*** Opening Document text ***
TERRE HAUTE — Jack Turman has dedicated much of his professional life to research and programs that reduce infant mortality and help women have healthy babies.

“It’s my passion, my priority and my area of expertise,” said Turman, who last fall became dean of Indiana State University’s College of Nursing, Health and Human Services.

So it’s only fitting that he’s part of a new task force that will spend the next year developing ways to bring down Indiana’s infant mortality rate, which at 7.7 deaths per 1,000 live births, gave Indiana the nation’s sixth highest infant mortality rate in 2011.

The National Leadership Academy for the Public's Health has selected the Terre Haute-based Rural Health Innovation Collaborative to lead the regional task force, which includes Stephanie Laws, RHIC’s executive director; Turman; and Elizabeth Burrows, chief executive officer of Vermillion-Parke Community Health Center.

The Indiana State Department of Health also has assigned one staff member to the West Central Indiana Infant Mortality Reduction Task Force.

Gov. Mike Pence has described Indiana’s infant mortality ranking as “deplorable,” and he challenged participants in a statewide summit last fall to “think fresh” about ways to reduce deaths in children’s first year of life.

New to Indiana, Turman said it made him “really happy” that the governor made infant mortality reduction a public health priority.

The task force will focus on an eight-county area — Clay, Greene, Owen, Parke, Putnam, Vermillion, Vigo and Sullivan — but members say their work will have statewide impact.

The task force is one of 29 teams from around the country chosen to participate in the third year of the national health leadership academy. It is the first Indiana team to be selected.

For one year, the leadership academy will provide training and support. Representatives also will visit Terre Haute, learn about the community and region “and help us as we design our programming, goals and objectives,” Turman said.

The state department of health would like to see a successful model that can be used statewide.

“Our task is to work in partnership with the communities to understand the problems that result in infant mortality and work with them to develop strategies to address the problems,” Turman said.

What doesn’t work is going into a neighborhood and using a top-down, “this is what we’ll do” approach, he said. Instead, “We need to go and form relationships and learn from them what their priorities are and what they think we need to focus on.”

One major problem in Indiana is the high number of women who smoke during pregnancy. “It’s through the roof,” Turman said. “Nowhere that I’ve been has smoking [during pregnancy] been such a huge issue.”
*** Closing Document text ***
> _Tasks_:
1: According to the article on Indiana's infant mortality task force, what was the state's infant mortality rate in 2011?
2: In the article on Indiana's infant mortality task force, rewrite the part that opens with the words containing "TERRE HAUTE —" and closes with "rate in 2011.", swapping "infant mortality" for "newborn mortality".
3: Carry on the article about Indiana's infant mortality task force with the next few paragraphs.
*** Opening Input data ***
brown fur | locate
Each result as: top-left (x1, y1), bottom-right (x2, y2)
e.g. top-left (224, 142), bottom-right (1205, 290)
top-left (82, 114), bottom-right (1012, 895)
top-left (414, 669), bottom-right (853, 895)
*** Closing Input data ***
*** Opening Input data ***
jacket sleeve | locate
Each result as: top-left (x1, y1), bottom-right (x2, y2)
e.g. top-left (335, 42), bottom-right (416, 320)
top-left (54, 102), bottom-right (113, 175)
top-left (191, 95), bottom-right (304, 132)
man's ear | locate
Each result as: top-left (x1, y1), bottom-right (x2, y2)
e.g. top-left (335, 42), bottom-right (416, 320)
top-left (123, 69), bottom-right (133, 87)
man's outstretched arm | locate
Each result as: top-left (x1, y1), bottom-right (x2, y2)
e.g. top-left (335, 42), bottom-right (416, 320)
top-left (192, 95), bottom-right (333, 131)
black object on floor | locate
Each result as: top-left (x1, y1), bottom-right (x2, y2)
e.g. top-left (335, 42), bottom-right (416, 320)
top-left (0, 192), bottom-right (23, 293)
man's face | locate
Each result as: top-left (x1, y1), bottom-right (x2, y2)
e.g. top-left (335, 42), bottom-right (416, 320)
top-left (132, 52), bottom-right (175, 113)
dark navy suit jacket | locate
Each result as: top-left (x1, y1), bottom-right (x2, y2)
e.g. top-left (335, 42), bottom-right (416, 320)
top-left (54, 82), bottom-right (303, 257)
*** Closing Input data ***
> _Per-task outputs_:
1: 7.7 deaths per 1,000 live births

2:
TERRE HAUTE — Jack Turman has dedicated much of his professional life to research and programs that reduce newborn mortality and help women have healthy babies.

“It’s my passion, my priority and my area of expertise,” said Turman, who last fall became dean of Indiana State University’s College of Nursing, Health and Human Services.

So it’s only fitting that he’s part of a new task force that will spend the next year developing ways to bring down Indiana’s newborn mortality rate, which at 7.7 deaths per 1,000 live births, gave Indiana the nation’s sixth highest newborn mortality rate in 2011.

3:
The most current state statistics reveal that 16.6 percent of pregnant women in Indiana smoke, compared with the national average of 9.1 percent. Vigo County’s statistic is even higher, coming in at 21.1 percent. In Owen County, more than 30 percent of pregnant women smoke, Turman said.

Other challenges contributing to high infant mortality in Indiana include lack of access to prenatal health care and poor nutrition. Often, the overriding problem is poverty, which correlates with more smoking, poor nutrition and poor access to health care.

There are many health care resources in the region, Turman said, “but getting people to them — that’s an issue.”

Another problem is sleep-related accidents, such as infants who may suffocate due to co-sleeping, when a mom, dad and baby sleep in one bed. Again, that often is linked to poverty, he said. “We’ve taught moms how to create a safe sleeping environment with a large Tupperware tub or a drawer from a chest of drawers” if they can’t afford a crib, he said.

The risk of Sudden Infant Death Syndrome can be reduced by placing babies on their back to sleep. “We can focus on some pretty simple outreach on safe sleep habits,” Turman said.

He added, “There are lots of cool things we can do” and simple things that can make a difference.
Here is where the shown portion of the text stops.